• [DIRECTIVE]:
Please reproduce every one of the rows below word for word, leaving each line unchanged.

• [RECORDS SHOWN]:
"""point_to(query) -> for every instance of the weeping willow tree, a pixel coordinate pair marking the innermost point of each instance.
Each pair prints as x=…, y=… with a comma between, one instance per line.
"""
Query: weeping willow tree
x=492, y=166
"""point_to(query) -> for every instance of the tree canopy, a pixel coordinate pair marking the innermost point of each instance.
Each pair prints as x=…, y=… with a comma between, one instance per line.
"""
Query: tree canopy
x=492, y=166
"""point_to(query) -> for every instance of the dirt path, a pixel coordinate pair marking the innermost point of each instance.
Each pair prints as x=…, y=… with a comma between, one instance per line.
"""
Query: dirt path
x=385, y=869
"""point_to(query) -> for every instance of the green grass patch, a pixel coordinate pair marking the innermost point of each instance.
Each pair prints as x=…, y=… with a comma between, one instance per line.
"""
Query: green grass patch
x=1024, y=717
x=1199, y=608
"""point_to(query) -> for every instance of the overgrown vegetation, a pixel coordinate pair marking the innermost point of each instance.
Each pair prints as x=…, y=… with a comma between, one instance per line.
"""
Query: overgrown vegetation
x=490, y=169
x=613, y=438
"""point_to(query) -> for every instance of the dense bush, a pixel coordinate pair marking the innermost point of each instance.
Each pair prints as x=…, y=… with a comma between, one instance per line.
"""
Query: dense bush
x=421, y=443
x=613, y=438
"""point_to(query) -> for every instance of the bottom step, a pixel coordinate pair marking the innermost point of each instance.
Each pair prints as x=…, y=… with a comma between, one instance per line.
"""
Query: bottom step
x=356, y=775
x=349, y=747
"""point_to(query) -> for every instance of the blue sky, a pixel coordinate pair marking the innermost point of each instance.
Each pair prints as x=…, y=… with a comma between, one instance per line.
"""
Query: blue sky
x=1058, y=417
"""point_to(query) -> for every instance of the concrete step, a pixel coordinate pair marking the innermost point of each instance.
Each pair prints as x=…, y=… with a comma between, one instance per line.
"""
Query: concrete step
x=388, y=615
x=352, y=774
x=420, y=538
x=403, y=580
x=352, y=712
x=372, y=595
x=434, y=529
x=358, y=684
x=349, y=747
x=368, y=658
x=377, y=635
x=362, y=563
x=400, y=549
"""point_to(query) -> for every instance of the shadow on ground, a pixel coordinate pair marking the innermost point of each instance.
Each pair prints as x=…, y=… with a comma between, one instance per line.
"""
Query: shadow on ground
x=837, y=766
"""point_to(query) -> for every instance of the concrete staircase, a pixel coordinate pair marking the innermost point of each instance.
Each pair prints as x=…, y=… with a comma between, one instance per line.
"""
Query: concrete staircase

• [WRITTEN RESPONSE]:
"""point_to(query) -> for every instance of the weeping willow tree, a pixel coordinate pair marking the innermost point of each instance.
Each pair prints as x=…, y=… with a comma between, one instance per line.
"""
Query: weeping willow tree
x=492, y=166
"""point_to(query) -> for every instance of the tree canopy, a pixel coordinate pair marking the innermost point of each instance.
Each pair prints as x=…, y=… with a comma between, one instance per line.
"""
Query: tree canopy
x=492, y=166
"""point_to(query) -> for every instance of the dirt path, a pixel coordinate pair marking the innermost point of each instance.
Each pair prints as x=…, y=… with a comma between, one instance per line.
"""
Query: dirt path
x=385, y=869
"""point_to(query) -> for every instance of the green grass patch, a pixel coordinate pair marking the innermost point of each instance.
Each pair prints as x=…, y=… with a comma between, one instance per line.
"""
Query: green grass patch
x=1024, y=717
x=1199, y=608
"""point_to(query) -> for every instance of the overgrown vegetation, a pixel coordinate pair marking the innermost point of each instance.
Each pair prints as x=…, y=… with a comma between, one instance per line.
"""
Query: overgrown vegetation
x=490, y=169
x=613, y=438
"""point_to(query) -> for every instance of the dense bush, a pixel coordinate pair marking the innermost point of each instance.
Each pair prints as x=…, y=… with a comma between, one instance per line.
"""
Query: dense bush
x=421, y=443
x=613, y=438
"""point_to(query) -> for every instance of the bottom step, a pixel coordinate pair marking the innermost point of each instance.
Each pair prints as x=…, y=… with a comma between, one instance per line.
"""
Query: bottom step
x=356, y=775
x=349, y=747
"""point_to(query) -> for every instance of the blue sky, a pixel coordinate pair marking the innermost point of each instance.
Each pair prints as x=…, y=… with a comma between, one instance per line.
"""
Query: blue sky
x=1058, y=417
"""point_to(query) -> for every instance of the concrete step, a pixel coordinate pair marking the innermost point of each instance.
Each pair prints as x=…, y=… with a comma between, one instance per line.
"""
Query: concrete step
x=388, y=615
x=352, y=774
x=420, y=538
x=403, y=580
x=352, y=712
x=372, y=595
x=434, y=529
x=358, y=684
x=349, y=747
x=368, y=658
x=377, y=635
x=362, y=563
x=400, y=549
"""point_to(query) -> for every instance of the shadow on ground, a pixel coordinate pair marking the innermost point of each instance.
Each pair prints as x=…, y=… with a comma between, one instance per line.
"""
Query: shadow on ground
x=837, y=766
"""point_to(query) -> for every instance of the concrete staircase, a pixel coordinate pair marking the innermost point of each instance.
Each pair prints as x=…, y=… with a comma between, one instance per line.
"""
Query: concrete staircase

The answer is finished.